====== Texto fornecido
A Rússia anunciou esta quinta-feira que as suas tropas iniciaram a retirada da estratégica cidade de Kherson, sudeste da Ucrânia, quando aumentam os sinais sobre uma decisão que poderá significar uma viragem no conflito.
Responsáveis oficiais ucranianos citados pela agência noticiosa Associated Press (AP) consideraram que as forças russas não tinham outra alternativa, mas permanecem cautelosos por recearem tratar-se de uma armadilha, com o perigo de uma emboscada.
A situação na cidade portuária permanece muito indefinida, após a saída de dezenas de milhares de habitantes nas últimas semanas por iniciativa das autoridades locais russófonas e do exército de Moscovo, quando a população que decidiu permanecer receia sair das suas casas.
A retirada forçada de Kherson, a única capital provincial que Moscovo conquistou, poderá significar um dos maiores desaires militares para as forças russas, fazendo recordar o seu recuo da região de Kiev no início do conflito, iniciado em 24 de fevereiro passado.
A recaptura de Kherson poderá permitir à Ucrânia recuperar territórios no sul, incluindo eventualmente a Crimeia, anexada pela Rússia em 2014.
A retirada russa deverá ainda fazer aumentar a pressão sobre o Kremlin a nível interno para uma escalada do conflito, e quando as avaliações dos serviços de informações norte-americanos se referem a dezenas de milhares de civis e a centenas ou milhares de soldados mortos ou feridos, acrescenta a AP.
Esta quinta-feira, o ministério da Defesa russo referiu-se a uma “manobra de unidades do grupo russo” em direção à margem esquerda do rio Dniepre, que atravessa Kherson, um dia após o ministro Sergei Shoigu ter ordenado a retirada das tropas da cidade e zonas circundantes no decurso de uma conferência de imprensa onde esteve acompanhado por outros generais e transmitida pela televisão estatal.
Diversos observadores ocidentais, incluindo altos responsáveis militares norte-americanos, consideram que as forças do Kremlin foram forçadas a sair da cidade, e promover uma retirada total que poderá prolongar-se por algum tempo.
Esta quinta-feira, responsáveis oficiais ucranianos parecem ter suavizado o seu ceticismo. O chefe de estado-maior das Forças Armadas, general Valeriy Zaluzhny, disse que “o inimigo não teve outra opção que a de iniciar a fuga” e após Kiev ter reivindicado a destruição de sistemas de abastecimento e a desorganização do comando militar da Rússia nessa área.
============
====== Registos
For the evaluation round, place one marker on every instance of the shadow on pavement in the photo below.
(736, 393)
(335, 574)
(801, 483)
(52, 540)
============
====== Registos
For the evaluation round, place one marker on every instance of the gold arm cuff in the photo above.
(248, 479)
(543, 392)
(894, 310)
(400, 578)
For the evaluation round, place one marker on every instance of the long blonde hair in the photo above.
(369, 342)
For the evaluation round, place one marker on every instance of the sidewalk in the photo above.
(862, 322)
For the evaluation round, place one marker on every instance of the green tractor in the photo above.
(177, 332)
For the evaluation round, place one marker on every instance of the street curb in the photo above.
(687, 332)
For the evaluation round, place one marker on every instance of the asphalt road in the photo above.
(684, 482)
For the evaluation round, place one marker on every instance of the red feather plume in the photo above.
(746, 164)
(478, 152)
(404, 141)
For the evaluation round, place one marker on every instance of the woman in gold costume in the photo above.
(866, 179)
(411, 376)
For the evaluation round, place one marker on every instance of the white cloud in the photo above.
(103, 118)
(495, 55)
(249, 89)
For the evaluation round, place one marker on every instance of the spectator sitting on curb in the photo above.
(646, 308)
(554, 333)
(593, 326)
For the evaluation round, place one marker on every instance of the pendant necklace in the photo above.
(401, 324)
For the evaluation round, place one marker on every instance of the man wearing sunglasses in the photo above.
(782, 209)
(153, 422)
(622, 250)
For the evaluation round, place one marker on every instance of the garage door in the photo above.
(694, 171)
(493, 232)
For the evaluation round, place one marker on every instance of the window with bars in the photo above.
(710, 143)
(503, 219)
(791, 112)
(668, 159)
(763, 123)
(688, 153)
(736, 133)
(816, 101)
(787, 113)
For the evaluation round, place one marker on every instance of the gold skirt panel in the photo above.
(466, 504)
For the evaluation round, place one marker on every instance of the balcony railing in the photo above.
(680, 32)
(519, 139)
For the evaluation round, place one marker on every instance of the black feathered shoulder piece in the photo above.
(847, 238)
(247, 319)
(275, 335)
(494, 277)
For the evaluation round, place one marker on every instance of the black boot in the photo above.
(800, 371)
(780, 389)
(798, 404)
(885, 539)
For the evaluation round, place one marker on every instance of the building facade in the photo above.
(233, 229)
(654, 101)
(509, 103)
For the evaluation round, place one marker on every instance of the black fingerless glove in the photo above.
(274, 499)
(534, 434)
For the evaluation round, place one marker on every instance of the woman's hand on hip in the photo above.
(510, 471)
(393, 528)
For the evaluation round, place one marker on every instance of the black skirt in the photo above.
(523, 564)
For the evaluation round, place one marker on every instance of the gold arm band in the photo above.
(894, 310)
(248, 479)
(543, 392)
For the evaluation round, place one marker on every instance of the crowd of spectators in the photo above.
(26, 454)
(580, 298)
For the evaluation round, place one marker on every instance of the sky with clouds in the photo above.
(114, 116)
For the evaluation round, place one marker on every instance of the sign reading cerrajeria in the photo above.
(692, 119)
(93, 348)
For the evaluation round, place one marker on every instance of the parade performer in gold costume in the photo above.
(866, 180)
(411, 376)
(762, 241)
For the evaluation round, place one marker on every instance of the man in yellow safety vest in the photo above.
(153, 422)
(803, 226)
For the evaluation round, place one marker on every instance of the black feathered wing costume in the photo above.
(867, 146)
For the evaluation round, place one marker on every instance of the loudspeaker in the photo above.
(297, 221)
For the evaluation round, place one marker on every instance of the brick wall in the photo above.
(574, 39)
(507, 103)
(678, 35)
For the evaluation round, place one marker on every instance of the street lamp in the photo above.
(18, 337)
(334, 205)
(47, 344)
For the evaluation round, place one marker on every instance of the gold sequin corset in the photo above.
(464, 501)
============
====== Registos
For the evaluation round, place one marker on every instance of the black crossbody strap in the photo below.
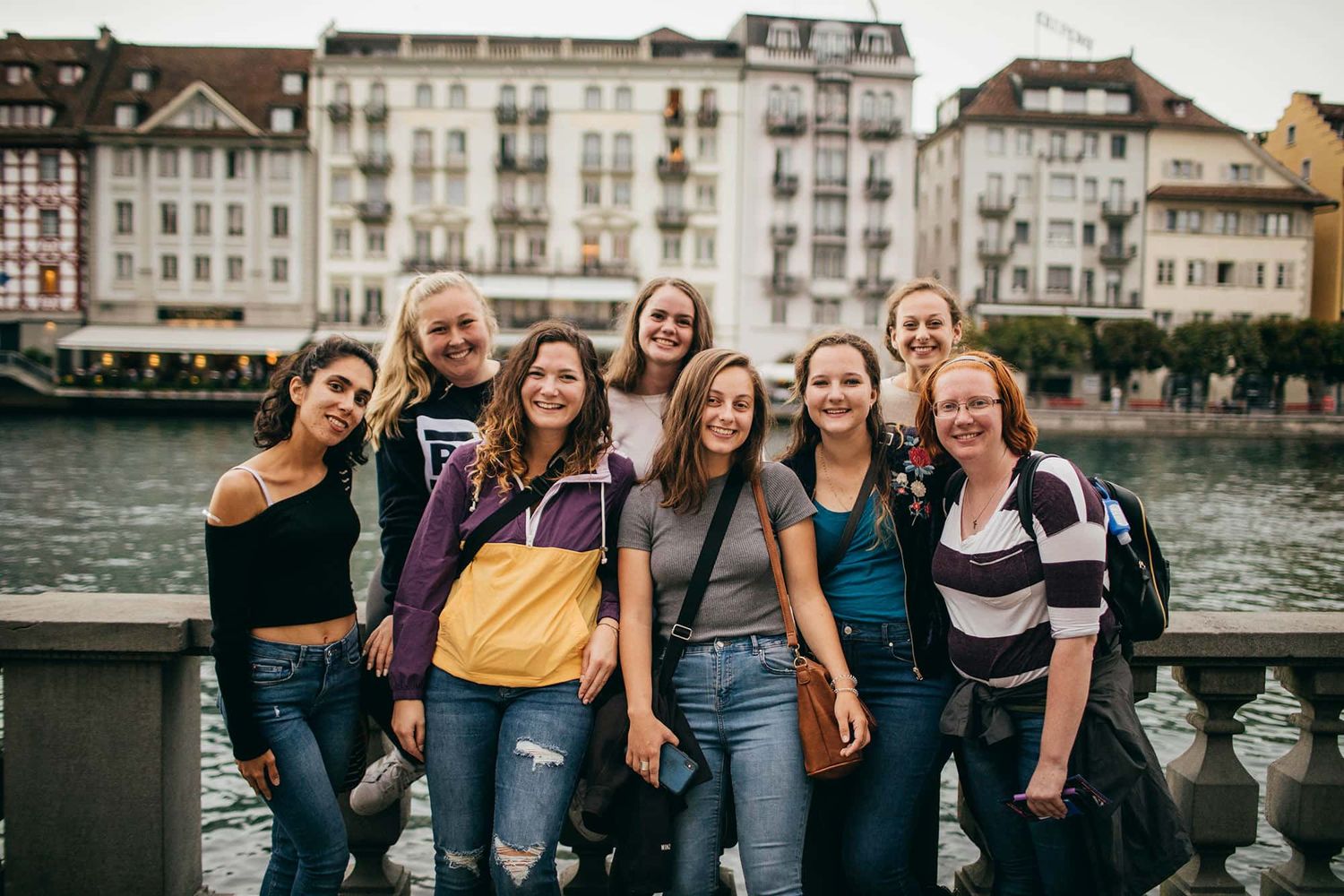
============
Enunciado da tarefa
Reproduza, sem qualquer alteração, o trecho da notícia sobre a retirada russa de Kherson que começa em "Responsáveis oficiais ucranianos citados" e prossegue até "de fevereiro passado.".

Resposta
Responsáveis oficiais ucranianos citados pela agência noticiosa Associated Press (AP) consideraram que as forças russas não tinham outra alternativa, mas permanecem cautelosos por recearem tratar-se de uma armadilha, com o perigo de uma emboscada.
A situação na cidade portuária permanece muito indefinida, após a saída de dezenas de milhares de habitantes nas últimas semanas por iniciativa das autoridades locais russófonas e do exército de Moscovo, quando a população que decidiu permanecer receia sair das suas casas.
A retirada forçada de Kherson, a única capital provincial que Moscovo conquistou, poderá significar um dos maiores desaires militares para as forças russas, fazendo recordar o seu recuo da região de Kiev no início do conflito, iniciado em 24 de fevereiro passado.